- SET EXERCISE -
Print each of the records below again without changing a word. Leave the pictures out of your answer.

————

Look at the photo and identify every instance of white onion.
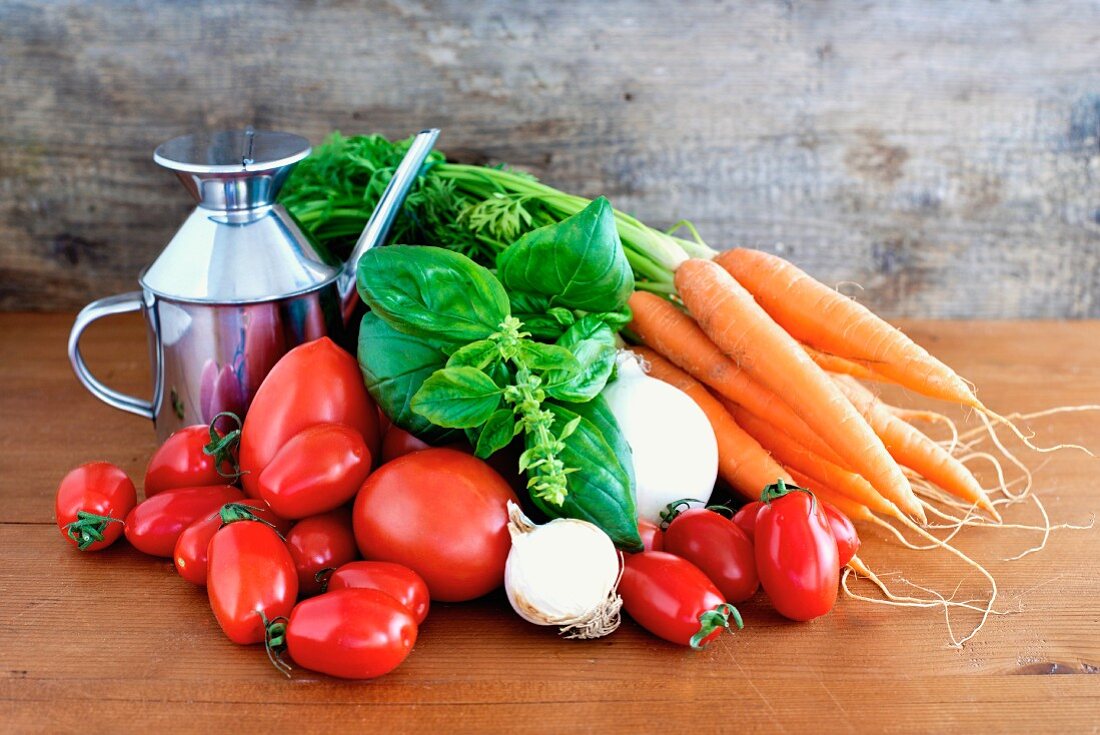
[504,501,623,638]
[603,352,718,523]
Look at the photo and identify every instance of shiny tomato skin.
[54,462,138,551]
[240,337,381,497]
[286,508,359,597]
[818,501,859,567]
[618,551,726,646]
[638,518,664,551]
[664,508,760,603]
[353,449,518,602]
[259,424,371,518]
[734,501,763,541]
[144,424,231,497]
[329,561,431,625]
[381,424,431,464]
[755,491,840,621]
[207,520,298,645]
[172,497,290,586]
[286,590,417,679]
[127,485,244,557]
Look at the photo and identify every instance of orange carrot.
[631,347,793,501]
[788,468,873,520]
[630,290,844,465]
[833,375,1000,518]
[675,259,925,520]
[726,404,902,518]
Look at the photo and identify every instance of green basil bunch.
[358,198,640,548]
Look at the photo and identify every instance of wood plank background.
[0,0,1100,318]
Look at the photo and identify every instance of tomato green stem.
[690,602,745,650]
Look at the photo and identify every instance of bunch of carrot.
[629,249,1078,644]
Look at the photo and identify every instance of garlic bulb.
[504,501,623,638]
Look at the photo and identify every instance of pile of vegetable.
[56,130,1091,679]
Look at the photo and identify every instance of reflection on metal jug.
[69,129,439,441]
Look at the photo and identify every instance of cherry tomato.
[145,424,232,497]
[286,508,359,597]
[618,551,741,648]
[240,337,380,497]
[172,497,290,586]
[818,501,859,567]
[127,485,244,557]
[638,518,664,551]
[328,561,430,625]
[734,501,763,541]
[54,462,138,551]
[755,483,840,621]
[664,508,760,602]
[207,520,298,645]
[260,424,371,518]
[382,425,431,464]
[286,590,417,679]
[353,449,518,602]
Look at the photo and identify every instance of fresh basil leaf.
[496,197,634,314]
[447,339,501,370]
[359,311,454,442]
[546,314,616,403]
[411,368,503,429]
[474,408,517,459]
[358,245,510,347]
[528,404,641,550]
[516,340,581,375]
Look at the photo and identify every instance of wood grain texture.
[0,0,1100,318]
[0,314,1100,735]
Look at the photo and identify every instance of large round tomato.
[618,551,741,648]
[207,520,298,645]
[328,561,430,625]
[260,424,371,518]
[172,497,290,586]
[240,337,380,497]
[286,508,359,597]
[755,484,840,621]
[127,485,244,557]
[354,449,518,602]
[286,590,417,679]
[54,462,138,551]
[144,424,233,497]
[664,508,760,602]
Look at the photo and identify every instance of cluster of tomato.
[619,481,859,648]
[56,339,516,679]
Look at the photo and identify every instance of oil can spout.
[337,128,439,325]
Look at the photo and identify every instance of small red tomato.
[618,551,741,648]
[145,424,232,497]
[54,462,138,551]
[755,482,840,621]
[382,425,431,464]
[286,590,417,679]
[172,497,290,586]
[127,485,244,557]
[638,518,664,551]
[818,501,859,567]
[734,501,763,541]
[259,424,371,518]
[207,520,298,645]
[240,337,382,499]
[286,508,359,597]
[664,508,760,602]
[353,449,518,602]
[328,561,430,625]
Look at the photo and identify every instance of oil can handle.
[68,290,153,420]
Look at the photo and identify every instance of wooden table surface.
[0,314,1100,733]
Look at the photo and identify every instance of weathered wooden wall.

————

- RESPONSE TO THE EXERCISE -
Look at the photo and identify every instance of white onion.
[504,501,623,638]
[603,352,718,523]
Look at the photo and identify every instance of shiny tomato skin.
[54,462,138,551]
[240,337,381,497]
[286,508,359,597]
[818,501,859,567]
[618,551,726,646]
[638,518,664,551]
[664,508,760,603]
[353,449,518,602]
[259,424,371,518]
[734,501,763,541]
[144,424,231,497]
[329,561,431,625]
[381,424,431,464]
[755,491,840,621]
[207,520,298,645]
[172,497,290,586]
[286,590,417,679]
[127,485,244,557]
Look at the photo and identify every instance of orange carrot.
[631,347,793,501]
[788,468,873,520]
[630,290,844,465]
[833,375,1000,518]
[675,259,925,520]
[726,404,902,518]
Look at the photo and identify every instance of green basil bunch.
[358,198,640,548]
Look at the photo and identify every instance of wood plank background.
[0,0,1100,318]
Look at the photo and identify every instance of tomato green stem.
[690,602,745,650]
Look at the photo and identify every instance of bunch of carrot.
[629,249,1078,644]
Look at the photo and identify every instance of garlic bulb.
[504,501,623,638]
Look at the photo and identify every instance of pile of vegetable.
[56,130,1091,679]
Look at the photo and identify every instance of reflection on metal jug.
[69,129,439,441]
Look at the photo and identify every instance of cherry tomato.
[145,424,232,497]
[286,508,359,597]
[618,551,741,648]
[240,337,380,497]
[172,497,290,586]
[818,501,859,567]
[127,485,244,557]
[638,518,664,551]
[328,561,430,625]
[734,501,763,541]
[54,462,138,551]
[755,483,840,621]
[664,508,760,602]
[207,520,298,645]
[260,424,371,518]
[382,425,431,464]
[286,590,417,679]
[353,449,518,602]
Look at the photo and identify every instance of fresh basil leaf.
[496,197,634,314]
[447,339,501,370]
[359,311,454,442]
[546,314,616,403]
[411,368,503,429]
[474,408,517,459]
[358,245,510,347]
[528,404,641,550]
[516,340,581,375]
Look at the photo and identify every instance of wood grain texture.
[0,0,1100,318]
[0,314,1100,735]
Look at the photo and identify every instance of large round tomato.
[618,551,741,648]
[207,520,298,645]
[328,561,430,625]
[260,424,371,518]
[172,497,290,586]
[240,337,380,497]
[286,508,359,597]
[755,484,840,621]
[127,485,244,557]
[354,449,518,602]
[286,590,417,679]
[54,462,138,551]
[144,424,233,497]
[664,508,760,602]
Look at the photo and identify every instance of cluster of tomato.
[619,481,859,648]
[56,339,516,679]
Look at the photo and identify every instance of oil can spout.
[337,128,439,325]
Look at the photo and identify every instance of small red tomato.
[618,551,741,648]
[145,424,232,497]
[54,462,138,551]
[755,482,840,621]
[382,425,431,464]
[286,590,417,679]
[172,497,290,586]
[127,485,244,557]
[638,518,664,551]
[818,501,859,567]
[734,501,763,541]
[259,424,371,518]
[207,520,298,645]
[240,337,382,499]
[286,508,359,597]
[664,508,760,602]
[353,449,518,602]
[328,561,430,625]
Look at the photo and identify every instance of oil can handle.
[68,290,153,420]
Look at the photo and identify every instance of wooden table surface.
[0,314,1100,733]
Look at the photo and identify every instance of weathered wooden wall.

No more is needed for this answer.